- [Task objective] Pull every line that includes the word "gray" from the data.

- [Data listing]
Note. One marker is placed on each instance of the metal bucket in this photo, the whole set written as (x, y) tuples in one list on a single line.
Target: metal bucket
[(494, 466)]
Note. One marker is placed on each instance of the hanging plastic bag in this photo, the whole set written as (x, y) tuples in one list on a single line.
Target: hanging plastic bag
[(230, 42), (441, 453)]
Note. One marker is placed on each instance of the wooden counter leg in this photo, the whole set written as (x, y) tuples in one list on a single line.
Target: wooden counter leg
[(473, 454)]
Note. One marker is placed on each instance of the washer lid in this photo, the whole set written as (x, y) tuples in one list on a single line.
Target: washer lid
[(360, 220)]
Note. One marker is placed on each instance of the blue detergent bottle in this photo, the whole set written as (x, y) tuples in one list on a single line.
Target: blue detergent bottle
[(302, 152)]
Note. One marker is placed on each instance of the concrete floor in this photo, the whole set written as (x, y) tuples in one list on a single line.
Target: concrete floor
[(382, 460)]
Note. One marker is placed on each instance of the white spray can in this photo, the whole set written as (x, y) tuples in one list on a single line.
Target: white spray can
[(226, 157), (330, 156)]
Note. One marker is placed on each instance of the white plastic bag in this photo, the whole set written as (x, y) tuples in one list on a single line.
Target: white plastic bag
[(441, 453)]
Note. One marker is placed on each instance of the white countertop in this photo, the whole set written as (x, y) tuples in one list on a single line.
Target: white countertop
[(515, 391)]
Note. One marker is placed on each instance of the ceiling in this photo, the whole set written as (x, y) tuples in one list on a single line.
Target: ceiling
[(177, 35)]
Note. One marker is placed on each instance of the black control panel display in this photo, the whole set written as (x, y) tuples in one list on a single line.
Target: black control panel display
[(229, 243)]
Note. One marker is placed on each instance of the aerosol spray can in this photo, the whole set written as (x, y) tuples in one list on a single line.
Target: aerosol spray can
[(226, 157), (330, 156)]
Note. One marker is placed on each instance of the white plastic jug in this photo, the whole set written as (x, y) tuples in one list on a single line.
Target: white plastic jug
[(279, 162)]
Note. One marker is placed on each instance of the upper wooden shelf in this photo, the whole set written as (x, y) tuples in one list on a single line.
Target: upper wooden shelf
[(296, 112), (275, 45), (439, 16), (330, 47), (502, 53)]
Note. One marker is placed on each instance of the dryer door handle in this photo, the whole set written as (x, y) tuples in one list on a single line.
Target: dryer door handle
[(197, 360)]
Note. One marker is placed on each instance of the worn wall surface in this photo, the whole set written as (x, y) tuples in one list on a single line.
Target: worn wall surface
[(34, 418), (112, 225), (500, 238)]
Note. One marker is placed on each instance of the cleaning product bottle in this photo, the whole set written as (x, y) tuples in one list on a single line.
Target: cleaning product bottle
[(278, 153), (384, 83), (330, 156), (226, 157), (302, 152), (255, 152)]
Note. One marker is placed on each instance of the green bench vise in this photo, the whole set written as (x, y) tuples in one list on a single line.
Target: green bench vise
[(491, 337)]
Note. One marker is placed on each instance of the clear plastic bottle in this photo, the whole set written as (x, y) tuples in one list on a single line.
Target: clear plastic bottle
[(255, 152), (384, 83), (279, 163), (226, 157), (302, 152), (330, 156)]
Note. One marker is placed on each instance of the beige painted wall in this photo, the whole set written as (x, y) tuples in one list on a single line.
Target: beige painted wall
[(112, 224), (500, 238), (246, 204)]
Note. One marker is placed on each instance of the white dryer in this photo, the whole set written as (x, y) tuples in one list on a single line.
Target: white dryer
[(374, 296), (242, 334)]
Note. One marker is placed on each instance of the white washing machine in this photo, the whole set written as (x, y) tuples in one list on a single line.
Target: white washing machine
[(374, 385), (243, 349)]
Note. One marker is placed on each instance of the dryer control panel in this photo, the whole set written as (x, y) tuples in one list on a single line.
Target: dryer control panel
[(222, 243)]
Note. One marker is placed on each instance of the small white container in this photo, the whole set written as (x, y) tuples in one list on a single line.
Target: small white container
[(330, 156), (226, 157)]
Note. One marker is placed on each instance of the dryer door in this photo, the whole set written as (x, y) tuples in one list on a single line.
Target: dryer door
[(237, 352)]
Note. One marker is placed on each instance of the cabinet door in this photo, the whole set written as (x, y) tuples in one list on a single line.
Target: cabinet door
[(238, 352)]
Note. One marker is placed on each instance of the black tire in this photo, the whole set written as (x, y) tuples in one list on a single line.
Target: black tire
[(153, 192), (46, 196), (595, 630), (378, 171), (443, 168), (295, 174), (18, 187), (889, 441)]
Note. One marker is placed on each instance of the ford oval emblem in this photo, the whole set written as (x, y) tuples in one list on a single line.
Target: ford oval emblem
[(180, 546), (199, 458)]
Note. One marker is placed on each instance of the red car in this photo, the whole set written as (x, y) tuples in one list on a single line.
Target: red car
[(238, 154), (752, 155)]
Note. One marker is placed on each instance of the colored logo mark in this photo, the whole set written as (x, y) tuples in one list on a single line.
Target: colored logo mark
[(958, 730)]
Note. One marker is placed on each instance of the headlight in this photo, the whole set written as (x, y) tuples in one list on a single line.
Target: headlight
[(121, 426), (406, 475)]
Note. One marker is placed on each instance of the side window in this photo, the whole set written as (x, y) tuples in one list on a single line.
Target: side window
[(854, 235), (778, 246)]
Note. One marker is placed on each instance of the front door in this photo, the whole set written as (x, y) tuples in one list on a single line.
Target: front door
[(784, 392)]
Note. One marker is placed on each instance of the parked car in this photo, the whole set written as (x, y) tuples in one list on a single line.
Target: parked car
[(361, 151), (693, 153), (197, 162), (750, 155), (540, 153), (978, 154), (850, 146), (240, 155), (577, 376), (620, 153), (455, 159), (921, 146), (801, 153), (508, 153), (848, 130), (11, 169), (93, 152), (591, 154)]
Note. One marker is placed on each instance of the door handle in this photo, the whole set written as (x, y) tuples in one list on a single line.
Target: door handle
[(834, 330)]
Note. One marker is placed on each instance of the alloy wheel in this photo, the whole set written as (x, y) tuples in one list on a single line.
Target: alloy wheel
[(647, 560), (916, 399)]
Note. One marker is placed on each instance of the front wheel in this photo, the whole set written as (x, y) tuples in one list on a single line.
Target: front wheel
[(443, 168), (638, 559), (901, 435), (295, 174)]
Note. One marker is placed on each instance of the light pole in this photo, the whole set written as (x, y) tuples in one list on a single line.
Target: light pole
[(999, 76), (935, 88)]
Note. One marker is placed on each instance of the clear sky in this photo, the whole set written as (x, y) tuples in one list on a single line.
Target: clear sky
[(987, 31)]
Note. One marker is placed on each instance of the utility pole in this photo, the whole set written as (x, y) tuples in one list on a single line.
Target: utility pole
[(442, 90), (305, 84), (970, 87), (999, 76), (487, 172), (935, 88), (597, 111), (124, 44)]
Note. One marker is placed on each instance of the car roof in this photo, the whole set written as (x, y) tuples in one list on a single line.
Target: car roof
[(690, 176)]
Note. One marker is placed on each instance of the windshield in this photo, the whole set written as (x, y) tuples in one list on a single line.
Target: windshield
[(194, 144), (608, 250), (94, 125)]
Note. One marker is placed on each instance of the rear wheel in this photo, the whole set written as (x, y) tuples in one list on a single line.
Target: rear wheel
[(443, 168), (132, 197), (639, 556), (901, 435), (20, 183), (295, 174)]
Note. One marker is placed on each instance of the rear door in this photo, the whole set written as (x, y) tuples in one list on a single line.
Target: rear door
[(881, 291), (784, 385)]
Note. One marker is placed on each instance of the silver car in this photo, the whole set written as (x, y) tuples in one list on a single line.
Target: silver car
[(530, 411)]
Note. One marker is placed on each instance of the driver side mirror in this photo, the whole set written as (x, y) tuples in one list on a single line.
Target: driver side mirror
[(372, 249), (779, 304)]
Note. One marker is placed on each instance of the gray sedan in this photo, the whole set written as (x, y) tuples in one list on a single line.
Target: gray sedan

- [Answer to this problem]
Note. One marker is placed on each instance of the gray sedan in this photo, the whole set written as (x, y) tuples in one list on a single line.
Target: gray sedan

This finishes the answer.